>> START SOURCE RECORDS

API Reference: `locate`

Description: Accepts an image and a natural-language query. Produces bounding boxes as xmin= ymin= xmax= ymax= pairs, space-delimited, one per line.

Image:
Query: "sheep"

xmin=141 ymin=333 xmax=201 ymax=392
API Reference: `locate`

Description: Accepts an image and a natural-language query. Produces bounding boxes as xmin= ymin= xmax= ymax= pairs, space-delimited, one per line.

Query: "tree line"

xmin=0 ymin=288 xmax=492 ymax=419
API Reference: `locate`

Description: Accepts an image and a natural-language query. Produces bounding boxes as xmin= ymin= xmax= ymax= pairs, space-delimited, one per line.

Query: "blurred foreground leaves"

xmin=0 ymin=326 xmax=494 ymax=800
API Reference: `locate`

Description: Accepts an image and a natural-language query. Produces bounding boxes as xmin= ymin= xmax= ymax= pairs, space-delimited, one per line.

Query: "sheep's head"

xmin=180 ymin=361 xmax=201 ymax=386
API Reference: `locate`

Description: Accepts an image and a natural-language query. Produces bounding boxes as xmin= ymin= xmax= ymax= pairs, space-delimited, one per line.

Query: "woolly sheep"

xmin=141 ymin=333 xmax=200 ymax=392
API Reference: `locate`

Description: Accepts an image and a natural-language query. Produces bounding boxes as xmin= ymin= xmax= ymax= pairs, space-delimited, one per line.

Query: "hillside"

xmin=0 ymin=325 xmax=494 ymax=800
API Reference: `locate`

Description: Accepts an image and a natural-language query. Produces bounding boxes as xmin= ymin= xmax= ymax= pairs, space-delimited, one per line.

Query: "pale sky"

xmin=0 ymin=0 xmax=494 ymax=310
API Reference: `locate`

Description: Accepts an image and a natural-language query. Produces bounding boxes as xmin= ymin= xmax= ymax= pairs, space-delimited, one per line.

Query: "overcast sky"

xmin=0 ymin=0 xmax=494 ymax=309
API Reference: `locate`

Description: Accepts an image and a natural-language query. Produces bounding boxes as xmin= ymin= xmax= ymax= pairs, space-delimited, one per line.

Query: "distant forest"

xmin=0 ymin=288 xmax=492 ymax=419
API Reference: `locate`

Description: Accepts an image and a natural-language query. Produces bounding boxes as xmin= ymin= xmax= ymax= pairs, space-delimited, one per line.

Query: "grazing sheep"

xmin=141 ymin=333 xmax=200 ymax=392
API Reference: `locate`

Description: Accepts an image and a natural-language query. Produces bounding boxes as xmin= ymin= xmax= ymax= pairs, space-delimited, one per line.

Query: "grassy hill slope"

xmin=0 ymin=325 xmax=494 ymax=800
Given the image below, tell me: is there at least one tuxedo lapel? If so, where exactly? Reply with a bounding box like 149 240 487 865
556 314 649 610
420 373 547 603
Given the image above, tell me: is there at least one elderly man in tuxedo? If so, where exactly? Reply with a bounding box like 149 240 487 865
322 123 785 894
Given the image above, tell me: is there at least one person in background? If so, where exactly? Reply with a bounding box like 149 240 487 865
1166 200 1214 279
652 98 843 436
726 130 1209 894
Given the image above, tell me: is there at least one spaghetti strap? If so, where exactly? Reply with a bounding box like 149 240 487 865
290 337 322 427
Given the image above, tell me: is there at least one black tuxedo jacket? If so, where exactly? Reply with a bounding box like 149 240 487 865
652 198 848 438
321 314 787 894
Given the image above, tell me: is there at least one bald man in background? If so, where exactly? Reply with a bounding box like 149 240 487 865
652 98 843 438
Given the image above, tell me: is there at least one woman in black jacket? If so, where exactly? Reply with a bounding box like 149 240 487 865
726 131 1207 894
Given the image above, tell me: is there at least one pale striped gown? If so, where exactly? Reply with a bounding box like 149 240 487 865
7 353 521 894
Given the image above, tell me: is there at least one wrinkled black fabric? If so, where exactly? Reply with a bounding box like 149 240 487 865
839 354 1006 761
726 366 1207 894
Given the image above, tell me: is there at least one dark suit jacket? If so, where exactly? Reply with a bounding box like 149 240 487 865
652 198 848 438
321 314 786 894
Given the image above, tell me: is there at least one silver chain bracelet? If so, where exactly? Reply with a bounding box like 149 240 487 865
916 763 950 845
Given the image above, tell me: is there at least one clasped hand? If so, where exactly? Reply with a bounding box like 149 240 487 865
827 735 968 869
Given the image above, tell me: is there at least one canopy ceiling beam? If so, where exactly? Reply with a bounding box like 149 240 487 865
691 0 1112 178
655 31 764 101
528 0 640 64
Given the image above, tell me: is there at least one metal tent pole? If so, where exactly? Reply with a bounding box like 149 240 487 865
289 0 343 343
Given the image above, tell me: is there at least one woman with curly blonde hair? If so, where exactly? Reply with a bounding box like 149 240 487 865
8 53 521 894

>> END SOURCE RECORDS

Reproduce the material above verbatim, from its start through the line containing "xmin=0 ymin=0 xmax=494 ymax=310", with both ends included.

API Reference: `locate`

Description: Accepts an image and a natural-language query. Produces bounding boxes as xmin= ymin= xmax= ymax= pairs, space-delimited, one per line.

Image:
Query: "sheep"

xmin=141 ymin=333 xmax=201 ymax=392
API Reference: `locate`

Description: Accepts an image and a natural-language query. Produces bounding boxes as xmin= ymin= xmax= ymax= pairs, space-delimited, one per line.

Query: "tree line"

xmin=0 ymin=288 xmax=492 ymax=419
API Reference: `locate`

Description: Accepts an image and a natural-language query. Produces bounding boxes as xmin= ymin= xmax= ymax= pairs, space-delimited, one per line.

Query: "blurred foreground leaves"

xmin=0 ymin=326 xmax=494 ymax=800
API Reference: `locate`

Description: Accepts an image and a natural-language query. Produces bounding boxes as xmin= ymin= xmax= ymax= pairs, space-delimited, one per line.

Query: "sheep's head"

xmin=180 ymin=361 xmax=201 ymax=386
API Reference: `locate`

Description: Accepts an image and a natural-language query. Produces bounding boxes as xmin= ymin= xmax= ymax= pairs, space-delimited, one per line.

Query: "woolly sheep"

xmin=141 ymin=333 xmax=200 ymax=392
API Reference: `locate`

Description: Accepts an image and a natural-language query. Produces bounding boxes as xmin= ymin= xmax= ymax= pairs, space-delimited, one per line.

Query: "hillside"

xmin=0 ymin=325 xmax=494 ymax=800
API Reference: `locate`

Description: Accepts an image and a natural-language query. Produces bounding boxes as xmin= ymin= xmax= ymax= pairs, space-delimited, one per line.

Query: "pale sky"

xmin=0 ymin=0 xmax=494 ymax=310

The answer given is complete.